-- TEXT PASSAGE --
################
Louisville, KY

City, the seat of justice of Jefferson Co, KY, the commercial metropolis of the western states is situated on the Ohio river, at the head of uninterrupted steamboat navigation, except when the river is high.  Here the Ohio descends by rapids over a limestone ledge, forming a barrier to navigation, which is now surmounted by a canal from below the city to a point above the falls.  From the water, the ground rises gently and with undulations, affording a fine site, and a magnificent and varied prospect of the river, and its islands, forming rapids, pleasant villages, and fertile shores.  The city is intersected by broad and pleasant streets, parallel with the river, crossed at right angles by other streets and alleys.  Beargrass creek, passing through the upper part of the town, falls into the Ohio, above the rapids, and is spanned by bridges.  The public buildings are numerous, and commensurate with the importance and prosperity of Louisville, including banks, churches, hospitals, jails, a city hall and court house, medical institute and other benevolent, scientific and educational establishments.  The Medical Institute at Louisville, is a very important institution, founded in 1837, with six professors, and about 250 students.  The Kentucky Historical Society, has a considerable library with numerous manuscripts.
################
-- EXTRACTED ENTRIES --
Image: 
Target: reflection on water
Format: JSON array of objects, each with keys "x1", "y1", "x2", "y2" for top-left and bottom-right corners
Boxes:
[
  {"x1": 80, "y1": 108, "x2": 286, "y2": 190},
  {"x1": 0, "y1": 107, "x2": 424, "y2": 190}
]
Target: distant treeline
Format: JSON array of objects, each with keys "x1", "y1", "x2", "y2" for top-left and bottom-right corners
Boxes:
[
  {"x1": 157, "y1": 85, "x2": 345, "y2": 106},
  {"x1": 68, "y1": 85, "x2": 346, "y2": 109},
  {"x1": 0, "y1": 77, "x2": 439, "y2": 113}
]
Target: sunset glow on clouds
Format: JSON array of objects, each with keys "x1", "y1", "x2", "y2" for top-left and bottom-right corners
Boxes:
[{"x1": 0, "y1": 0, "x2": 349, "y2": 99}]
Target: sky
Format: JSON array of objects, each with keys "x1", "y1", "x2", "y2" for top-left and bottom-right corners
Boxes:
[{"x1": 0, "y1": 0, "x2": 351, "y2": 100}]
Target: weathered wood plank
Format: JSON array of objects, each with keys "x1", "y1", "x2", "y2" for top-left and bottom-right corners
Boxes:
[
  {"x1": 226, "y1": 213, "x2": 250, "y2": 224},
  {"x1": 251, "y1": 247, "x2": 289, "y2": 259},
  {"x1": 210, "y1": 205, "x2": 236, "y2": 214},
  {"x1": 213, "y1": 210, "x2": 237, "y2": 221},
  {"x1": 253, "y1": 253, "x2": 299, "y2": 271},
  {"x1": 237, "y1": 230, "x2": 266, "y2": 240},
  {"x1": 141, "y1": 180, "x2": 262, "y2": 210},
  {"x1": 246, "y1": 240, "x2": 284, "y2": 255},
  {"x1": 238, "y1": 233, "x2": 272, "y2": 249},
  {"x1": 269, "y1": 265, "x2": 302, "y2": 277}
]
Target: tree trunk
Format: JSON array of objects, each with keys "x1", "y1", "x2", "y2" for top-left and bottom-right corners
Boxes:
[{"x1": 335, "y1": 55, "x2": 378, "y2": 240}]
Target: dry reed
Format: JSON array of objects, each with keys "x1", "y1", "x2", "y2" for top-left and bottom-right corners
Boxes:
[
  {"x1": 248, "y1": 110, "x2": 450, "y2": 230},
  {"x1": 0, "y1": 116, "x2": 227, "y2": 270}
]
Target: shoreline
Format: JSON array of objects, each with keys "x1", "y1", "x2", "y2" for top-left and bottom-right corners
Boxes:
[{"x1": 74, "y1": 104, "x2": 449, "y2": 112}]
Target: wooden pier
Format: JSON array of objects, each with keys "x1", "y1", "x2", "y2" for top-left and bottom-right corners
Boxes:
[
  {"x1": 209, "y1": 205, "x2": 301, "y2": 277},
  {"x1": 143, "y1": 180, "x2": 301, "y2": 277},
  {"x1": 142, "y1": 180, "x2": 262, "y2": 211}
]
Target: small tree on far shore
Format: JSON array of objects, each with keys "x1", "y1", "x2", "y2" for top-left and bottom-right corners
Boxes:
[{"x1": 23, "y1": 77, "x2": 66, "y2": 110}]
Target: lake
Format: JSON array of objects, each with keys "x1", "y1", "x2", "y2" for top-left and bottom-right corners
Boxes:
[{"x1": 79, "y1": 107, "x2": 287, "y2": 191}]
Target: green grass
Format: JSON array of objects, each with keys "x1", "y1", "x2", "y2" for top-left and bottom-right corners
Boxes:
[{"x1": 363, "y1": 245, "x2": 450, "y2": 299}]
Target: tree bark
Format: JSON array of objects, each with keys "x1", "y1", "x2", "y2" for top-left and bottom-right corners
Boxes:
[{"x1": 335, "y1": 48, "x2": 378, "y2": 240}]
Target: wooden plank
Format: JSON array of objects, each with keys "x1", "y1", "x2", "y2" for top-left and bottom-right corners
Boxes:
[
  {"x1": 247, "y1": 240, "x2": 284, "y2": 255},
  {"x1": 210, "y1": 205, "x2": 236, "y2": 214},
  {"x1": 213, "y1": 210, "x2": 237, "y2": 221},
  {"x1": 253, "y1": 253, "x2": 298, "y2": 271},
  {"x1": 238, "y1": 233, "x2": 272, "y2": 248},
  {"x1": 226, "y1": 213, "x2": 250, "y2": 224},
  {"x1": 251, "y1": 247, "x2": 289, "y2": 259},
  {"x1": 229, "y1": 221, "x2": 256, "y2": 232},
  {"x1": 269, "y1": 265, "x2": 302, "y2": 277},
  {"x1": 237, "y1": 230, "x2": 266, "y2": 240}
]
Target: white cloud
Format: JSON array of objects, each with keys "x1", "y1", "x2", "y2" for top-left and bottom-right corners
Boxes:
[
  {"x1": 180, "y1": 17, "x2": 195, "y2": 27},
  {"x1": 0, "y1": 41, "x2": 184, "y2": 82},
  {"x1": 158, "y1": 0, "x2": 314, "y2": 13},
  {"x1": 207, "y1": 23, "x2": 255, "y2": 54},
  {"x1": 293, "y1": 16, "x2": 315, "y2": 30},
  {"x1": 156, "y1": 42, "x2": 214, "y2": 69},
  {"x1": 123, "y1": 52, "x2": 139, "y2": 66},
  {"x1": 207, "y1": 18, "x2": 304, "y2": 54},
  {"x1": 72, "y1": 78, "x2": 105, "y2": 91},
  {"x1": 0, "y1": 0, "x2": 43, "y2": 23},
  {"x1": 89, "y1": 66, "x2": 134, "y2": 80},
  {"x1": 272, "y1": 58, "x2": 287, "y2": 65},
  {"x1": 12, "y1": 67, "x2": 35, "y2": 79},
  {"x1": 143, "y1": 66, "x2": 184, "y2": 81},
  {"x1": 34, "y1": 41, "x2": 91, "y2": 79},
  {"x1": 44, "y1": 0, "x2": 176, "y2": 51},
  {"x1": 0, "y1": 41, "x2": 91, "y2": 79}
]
################
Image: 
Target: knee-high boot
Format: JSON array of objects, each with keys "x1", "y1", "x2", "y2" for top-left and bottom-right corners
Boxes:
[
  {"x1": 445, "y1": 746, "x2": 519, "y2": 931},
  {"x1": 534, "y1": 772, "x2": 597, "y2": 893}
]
################
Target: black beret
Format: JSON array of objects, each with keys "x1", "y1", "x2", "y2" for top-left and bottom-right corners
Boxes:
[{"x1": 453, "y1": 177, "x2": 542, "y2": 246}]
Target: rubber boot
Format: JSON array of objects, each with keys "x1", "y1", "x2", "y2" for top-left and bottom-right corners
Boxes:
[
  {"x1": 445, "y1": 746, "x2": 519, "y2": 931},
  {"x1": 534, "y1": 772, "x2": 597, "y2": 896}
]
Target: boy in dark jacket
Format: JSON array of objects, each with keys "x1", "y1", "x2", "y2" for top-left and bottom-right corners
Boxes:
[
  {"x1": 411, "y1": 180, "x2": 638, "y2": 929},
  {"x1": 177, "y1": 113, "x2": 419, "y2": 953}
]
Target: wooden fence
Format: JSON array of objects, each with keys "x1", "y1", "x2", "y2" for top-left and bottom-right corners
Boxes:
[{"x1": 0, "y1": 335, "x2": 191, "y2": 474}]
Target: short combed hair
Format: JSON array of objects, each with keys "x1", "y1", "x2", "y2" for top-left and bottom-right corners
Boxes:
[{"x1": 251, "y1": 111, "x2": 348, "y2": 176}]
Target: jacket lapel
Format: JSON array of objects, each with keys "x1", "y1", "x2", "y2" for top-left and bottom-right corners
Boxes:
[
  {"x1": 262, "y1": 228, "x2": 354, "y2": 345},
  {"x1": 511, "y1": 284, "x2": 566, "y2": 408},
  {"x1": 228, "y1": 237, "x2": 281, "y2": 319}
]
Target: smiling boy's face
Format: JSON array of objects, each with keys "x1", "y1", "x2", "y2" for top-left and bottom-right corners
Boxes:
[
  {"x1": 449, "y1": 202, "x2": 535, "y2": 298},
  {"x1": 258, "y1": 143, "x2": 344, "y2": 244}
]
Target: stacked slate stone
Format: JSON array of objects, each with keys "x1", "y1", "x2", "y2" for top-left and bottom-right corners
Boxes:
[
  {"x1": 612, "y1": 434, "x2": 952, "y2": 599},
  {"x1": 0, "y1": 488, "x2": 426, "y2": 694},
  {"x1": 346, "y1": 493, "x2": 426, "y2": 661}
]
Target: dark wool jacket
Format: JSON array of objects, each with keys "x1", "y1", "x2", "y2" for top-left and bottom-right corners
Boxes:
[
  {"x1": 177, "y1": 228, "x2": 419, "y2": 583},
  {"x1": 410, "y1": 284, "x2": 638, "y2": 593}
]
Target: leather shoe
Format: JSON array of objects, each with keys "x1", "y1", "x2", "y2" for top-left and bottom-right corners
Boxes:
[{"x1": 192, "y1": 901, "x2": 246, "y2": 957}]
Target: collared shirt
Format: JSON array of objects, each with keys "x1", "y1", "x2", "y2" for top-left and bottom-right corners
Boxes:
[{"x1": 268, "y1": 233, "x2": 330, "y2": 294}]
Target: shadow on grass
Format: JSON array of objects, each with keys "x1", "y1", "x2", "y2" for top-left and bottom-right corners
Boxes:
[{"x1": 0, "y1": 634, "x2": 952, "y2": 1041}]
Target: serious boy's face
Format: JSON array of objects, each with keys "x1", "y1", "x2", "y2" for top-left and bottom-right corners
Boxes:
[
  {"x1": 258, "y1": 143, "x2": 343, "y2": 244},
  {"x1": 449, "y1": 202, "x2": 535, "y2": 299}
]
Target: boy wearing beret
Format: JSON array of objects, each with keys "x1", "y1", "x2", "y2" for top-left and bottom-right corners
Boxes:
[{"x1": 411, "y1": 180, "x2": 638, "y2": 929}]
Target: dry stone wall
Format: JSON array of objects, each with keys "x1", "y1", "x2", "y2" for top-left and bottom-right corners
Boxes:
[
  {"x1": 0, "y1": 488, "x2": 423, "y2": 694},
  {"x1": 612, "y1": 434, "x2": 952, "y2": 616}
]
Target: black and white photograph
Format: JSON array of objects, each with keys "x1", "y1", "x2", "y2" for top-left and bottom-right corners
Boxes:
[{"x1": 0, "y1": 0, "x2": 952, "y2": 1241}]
################
-- WHAT THIS EXERCISE ASKS --
• A. According to the Louisville passage, how many professors did the Medical Institute at Louisville have?
• B. Resume the Louisville passage, starting after its last sentence.
The items have no connection to the Louisville passage.

-- OUTPUTS BY TASK --
• A. Six.

• B.
This city may be regarded as one of the great magazines for provisions in the west.  It is the market of a vast agricultural region, extending through Kentucky, Ohio, Indiana and Illinois, and trades extensively with the whole valleys of the Mississippi and the Ohio.  Manufactures of numerous kinds are also prosecuted with the great enterprise and success.  It is supplied by an aqueduct with pure and abundant water, and is brilliantly illuminated with gas.  Louisville is the terminus of the Lexington and Ohio railroad, and the port of a large number of steamboats from New Orleans, St Louis, and other places in the great valley of the west

Population:  in 1778 was 30; in 1800 was 600; in 1810 was 1,357; in 1820 was 4,012; in 1830 was 10,352; in 1840 was 21,210 and in 1850 was 43,194.